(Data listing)
____
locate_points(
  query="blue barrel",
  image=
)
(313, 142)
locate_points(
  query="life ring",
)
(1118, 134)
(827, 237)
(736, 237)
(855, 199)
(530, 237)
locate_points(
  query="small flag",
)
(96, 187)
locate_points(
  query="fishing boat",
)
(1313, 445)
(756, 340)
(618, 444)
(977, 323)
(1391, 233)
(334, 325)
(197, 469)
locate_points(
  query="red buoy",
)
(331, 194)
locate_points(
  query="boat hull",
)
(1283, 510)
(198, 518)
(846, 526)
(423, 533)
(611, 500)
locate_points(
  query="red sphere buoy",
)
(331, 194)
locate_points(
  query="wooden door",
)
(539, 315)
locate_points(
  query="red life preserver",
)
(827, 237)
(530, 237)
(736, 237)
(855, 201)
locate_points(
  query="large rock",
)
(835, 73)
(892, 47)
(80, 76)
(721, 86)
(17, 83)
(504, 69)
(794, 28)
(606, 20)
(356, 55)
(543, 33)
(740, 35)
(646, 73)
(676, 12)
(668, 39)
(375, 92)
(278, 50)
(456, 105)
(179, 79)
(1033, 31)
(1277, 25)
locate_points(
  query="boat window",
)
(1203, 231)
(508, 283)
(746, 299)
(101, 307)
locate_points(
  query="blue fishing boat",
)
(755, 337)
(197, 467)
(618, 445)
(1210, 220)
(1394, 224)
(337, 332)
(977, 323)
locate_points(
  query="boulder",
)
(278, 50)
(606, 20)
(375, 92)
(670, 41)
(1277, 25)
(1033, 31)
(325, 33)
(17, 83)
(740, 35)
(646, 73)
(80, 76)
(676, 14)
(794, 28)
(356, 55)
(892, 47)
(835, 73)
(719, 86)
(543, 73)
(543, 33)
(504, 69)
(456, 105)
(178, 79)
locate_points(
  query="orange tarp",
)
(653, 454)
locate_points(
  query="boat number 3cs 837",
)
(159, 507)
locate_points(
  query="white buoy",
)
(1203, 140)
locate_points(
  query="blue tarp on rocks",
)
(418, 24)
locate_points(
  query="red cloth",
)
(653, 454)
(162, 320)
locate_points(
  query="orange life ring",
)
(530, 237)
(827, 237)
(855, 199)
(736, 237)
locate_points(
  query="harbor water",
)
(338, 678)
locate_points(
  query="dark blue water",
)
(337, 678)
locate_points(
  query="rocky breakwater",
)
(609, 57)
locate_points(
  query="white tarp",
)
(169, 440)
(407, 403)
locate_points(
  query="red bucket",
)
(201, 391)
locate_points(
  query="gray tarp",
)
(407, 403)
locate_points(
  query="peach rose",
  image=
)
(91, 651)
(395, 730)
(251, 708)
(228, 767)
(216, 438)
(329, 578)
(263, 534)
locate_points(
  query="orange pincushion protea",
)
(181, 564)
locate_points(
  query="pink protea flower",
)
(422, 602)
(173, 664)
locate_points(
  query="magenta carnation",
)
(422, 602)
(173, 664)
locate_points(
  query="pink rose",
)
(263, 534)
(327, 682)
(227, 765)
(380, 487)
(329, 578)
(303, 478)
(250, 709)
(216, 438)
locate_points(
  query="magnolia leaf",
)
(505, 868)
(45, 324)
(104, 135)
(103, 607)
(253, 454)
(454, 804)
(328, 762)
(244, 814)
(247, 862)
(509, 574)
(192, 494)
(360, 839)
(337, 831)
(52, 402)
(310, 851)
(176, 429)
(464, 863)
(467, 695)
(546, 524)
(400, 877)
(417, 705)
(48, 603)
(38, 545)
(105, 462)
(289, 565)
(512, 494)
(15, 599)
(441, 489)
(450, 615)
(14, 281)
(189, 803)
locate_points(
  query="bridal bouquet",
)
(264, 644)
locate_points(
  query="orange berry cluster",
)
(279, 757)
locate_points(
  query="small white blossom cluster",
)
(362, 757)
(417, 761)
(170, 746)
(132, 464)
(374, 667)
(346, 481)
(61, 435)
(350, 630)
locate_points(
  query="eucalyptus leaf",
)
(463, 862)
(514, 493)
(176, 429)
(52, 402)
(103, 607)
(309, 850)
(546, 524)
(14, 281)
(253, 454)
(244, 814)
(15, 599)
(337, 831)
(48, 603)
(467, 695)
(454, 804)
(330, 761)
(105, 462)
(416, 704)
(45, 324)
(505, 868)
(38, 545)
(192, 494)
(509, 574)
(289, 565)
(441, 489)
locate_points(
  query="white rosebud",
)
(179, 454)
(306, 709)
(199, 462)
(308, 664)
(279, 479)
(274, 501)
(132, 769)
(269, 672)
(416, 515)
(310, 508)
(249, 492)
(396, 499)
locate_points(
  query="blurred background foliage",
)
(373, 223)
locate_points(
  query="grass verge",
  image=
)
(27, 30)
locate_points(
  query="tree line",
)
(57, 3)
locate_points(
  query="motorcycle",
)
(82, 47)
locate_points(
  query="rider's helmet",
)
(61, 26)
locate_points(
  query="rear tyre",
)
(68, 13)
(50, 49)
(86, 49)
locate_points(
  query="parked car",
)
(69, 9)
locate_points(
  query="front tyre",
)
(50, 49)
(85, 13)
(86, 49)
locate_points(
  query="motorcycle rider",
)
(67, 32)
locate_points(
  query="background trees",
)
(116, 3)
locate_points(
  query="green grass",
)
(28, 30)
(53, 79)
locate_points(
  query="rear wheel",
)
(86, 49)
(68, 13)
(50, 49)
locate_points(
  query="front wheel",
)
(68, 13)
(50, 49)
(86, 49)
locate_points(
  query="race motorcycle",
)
____
▶ What to do:
Reproduce each entry from the records above, character for character.

▶ Output for this exercise:
locate_points(
  query="blue barrel",
  image=
)
(313, 142)
locate_points(
  query="life ring",
)
(1118, 134)
(827, 237)
(736, 237)
(855, 199)
(530, 237)
locate_points(
  query="small flag",
)
(96, 187)
locate_points(
  query="fishing boat",
)
(1313, 445)
(756, 340)
(618, 444)
(977, 323)
(1391, 233)
(334, 325)
(197, 469)
locate_points(
  query="red buoy",
)
(331, 194)
locate_points(
  query="boat hull",
)
(1283, 510)
(198, 518)
(846, 526)
(423, 533)
(611, 500)
locate_points(
  query="red sphere buoy",
)
(331, 194)
locate_points(
  query="wooden door",
)
(539, 315)
locate_points(
  query="red life preserver",
)
(827, 237)
(530, 237)
(736, 237)
(855, 201)
locate_points(
  query="large rock",
)
(835, 73)
(892, 47)
(80, 76)
(721, 86)
(17, 83)
(504, 69)
(794, 28)
(606, 20)
(356, 55)
(543, 33)
(740, 35)
(646, 73)
(676, 12)
(668, 39)
(375, 92)
(278, 50)
(456, 105)
(179, 79)
(1033, 31)
(1277, 25)
locate_points(
  query="boat window",
)
(1203, 231)
(508, 283)
(746, 299)
(101, 307)
locate_points(
  query="blue fishing boat",
)
(755, 337)
(197, 467)
(618, 445)
(1210, 220)
(1394, 224)
(337, 332)
(977, 323)
locate_points(
  query="boulder",
)
(278, 50)
(606, 20)
(375, 92)
(670, 41)
(1277, 25)
(1033, 31)
(325, 33)
(17, 83)
(740, 35)
(646, 73)
(80, 76)
(676, 14)
(794, 28)
(356, 55)
(892, 47)
(835, 73)
(719, 86)
(543, 73)
(543, 33)
(504, 69)
(456, 105)
(178, 79)
locate_points(
  query="orange tarp",
)
(653, 454)
locate_points(
  query="boat number 3cs 837",
)
(159, 507)
locate_points(
  query="white buoy",
)
(1203, 140)
locate_points(
  query="blue tarp on rocks",
)
(418, 24)
locate_points(
  query="red cloth",
)
(653, 454)
(162, 320)
locate_points(
  query="orange life ring",
)
(530, 237)
(827, 237)
(855, 199)
(736, 237)
locate_points(
  query="harbor water",
)
(338, 678)
locate_points(
  query="dark blue water",
)
(337, 678)
locate_points(
  query="rocky breakwater",
)
(609, 57)
locate_points(
  query="white tarp",
)
(169, 440)
(407, 403)
locate_points(
  query="red bucket",
)
(201, 391)
locate_points(
  query="gray tarp",
)
(407, 403)
locate_points(
  query="peach rose",
  image=
)
(91, 651)
(395, 730)
(251, 708)
(228, 767)
(216, 438)
(329, 578)
(263, 534)
locate_points(
  query="orange pincushion protea",
)
(181, 564)
locate_points(
  query="pink protea flower",
)
(422, 602)
(173, 664)
locate_points(
  query="magenta carnation",
)
(422, 602)
(173, 664)
locate_points(
  query="pink rose",
)
(263, 534)
(327, 682)
(227, 765)
(380, 487)
(329, 578)
(303, 478)
(250, 709)
(216, 438)
locate_points(
  query="magnolia leaf",
)
(505, 868)
(45, 324)
(104, 135)
(103, 607)
(253, 454)
(454, 804)
(328, 762)
(244, 814)
(247, 862)
(509, 574)
(192, 494)
(360, 839)
(337, 831)
(52, 402)
(310, 851)
(176, 429)
(464, 863)
(467, 695)
(546, 524)
(400, 877)
(417, 705)
(48, 603)
(38, 545)
(105, 462)
(289, 565)
(512, 494)
(15, 599)
(441, 489)
(450, 615)
(14, 281)
(189, 803)
locate_points(
  query="bridal bouquet",
)
(264, 644)
locate_points(
  query="orange berry cluster",
)
(279, 757)
locate_points(
  query="small white blossom cluster",
)
(362, 757)
(417, 761)
(170, 746)
(132, 464)
(374, 667)
(346, 481)
(61, 435)
(350, 630)
locate_points(
  query="eucalyptus leaf",
)
(463, 862)
(514, 493)
(176, 429)
(52, 402)
(103, 607)
(309, 850)
(546, 524)
(14, 281)
(253, 454)
(244, 814)
(15, 599)
(337, 831)
(48, 603)
(467, 695)
(454, 804)
(330, 761)
(105, 462)
(416, 704)
(45, 324)
(505, 868)
(38, 545)
(192, 494)
(509, 574)
(289, 565)
(441, 489)
locate_points(
  query="white rosebud",
)
(179, 454)
(306, 709)
(199, 462)
(308, 664)
(279, 479)
(274, 501)
(132, 769)
(269, 672)
(416, 515)
(310, 508)
(249, 492)
(396, 499)
locate_points(
  query="blurred background foliage",
)
(373, 223)
locate_points(
  query="grass verge",
  image=
)
(27, 30)
locate_points(
  query="tree line",
)
(57, 3)
locate_points(
  query="motorcycle",
)
(82, 47)
locate_points(
  query="rider's helmet",
)
(61, 26)
locate_points(
  query="rear tyre",
)
(68, 13)
(50, 49)
(86, 49)
locate_points(
  query="parked car",
)
(69, 9)
locate_points(
  query="front tyre",
)
(50, 49)
(85, 13)
(86, 49)
locate_points(
  query="motorcycle rider",
)
(67, 32)
locate_points(
  query="background trees",
)
(116, 3)
locate_points(
  query="green grass",
)
(28, 30)
(53, 79)
locate_points(
  query="rear wheel",
)
(86, 49)
(68, 13)
(50, 49)
locate_points(
  query="front wheel",
)
(68, 13)
(50, 49)
(86, 49)
locate_points(
  query="race motorcycle",
)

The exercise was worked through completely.